READING PASSAGE »
┏━━

It didn’t take long until the crowd’s uneasy murmurs turned to cries of dismay.

In the second quarter, Bateman, under pressure by two nearby defenders, sent the ball 40 yards downfield where it was intercepted by Rebels defensive back Trae Elston.

“You can’t make the plays that lose the game,” Alabama coach Nick Saban said after the second fall scrimmage. “You know, we’ve played here with quarterbacks on good teams that didn’t necessarily do anything to win the game, they just didn’t do anything to lose it.”

As of Monday, only two candidates, Bateman and redshirt freshman Blake Barnett, have avoided losing their shot to start for the Crimson Tide against No. 20 Southern Cal. One-time competitor David Cornwell was ruled out due to an injury he suffered over the offseason, and experience seemed to be one of the deciding factors when it came time to eliminate one of the remaining three competitors.

“I think the big thing [is] Cooper has a great knowledge of the offense,” Saban said. “Really manages things well when he’s out there because of his knowledge and experience. I think he’s continued to improve his passing ability and we have a lot of confidence in him.”

Now, it seems the mistake that effectively knocked Bateman out of the 2015 competition might also be the reason he is in a position to win the job this season. Since that interception, Bateman has appeared to take relatively good care of the ball compared to his younger competitors, Barnett and true freshman Jalen Hurts.

But, what the freshmen lack in decision-making they make up for in raw athleticism. 

Last season, coaches said Barnett’s work as a scout team quarterback helped the defense prepare for talented mobile quarterbacks, such as Clemson’s Deshaun Watson, who Hurts was asked to simulate for the team prior to the national championship.

┗━━

DATA EXCERPT »
┏━━

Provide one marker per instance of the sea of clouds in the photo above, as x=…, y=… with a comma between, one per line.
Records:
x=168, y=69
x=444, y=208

┗━━

Continue the article about Alabama's quarterback race, picking up right after its last sentence and not the lines.

“I feel I had a part in preparation, yes I did,” Hurts said on National Signing Day. “I’m not going to sit here and say ‘All glory goes to me.’ That’s definitely not the case. But I felt like I put a toe in.”

After Monday’s announcement, simulating opposing quarterbacks might be the closest Hurts gets to Alabama’s gameday preparations, but there still might be a chance Hurts can get back in the competition as the season progresses.

“Jalen Hurts has tremendous ability,” Saban said Monday. “We are not giving up on that ability and hopefully we’ll be able to develop it that at some point this season he’s going to be a productive player for us.”

Whether that means Hurts has a shot at seeing the field instead of redshirting remains to be an unknown, but one thing is clear: Saban is willing to wait on a player to step up and win the job, however that might play out.

“I can’t tell you how they’re going to play in the game,” Saban said. “Especially the guys that have never played in a game. Cooper has played some in a game here, which I think that experience is certainly a benefit to him, but I don’t know how these other guys are going to play in a game. Some of these guys go in a game and they play a lot better.”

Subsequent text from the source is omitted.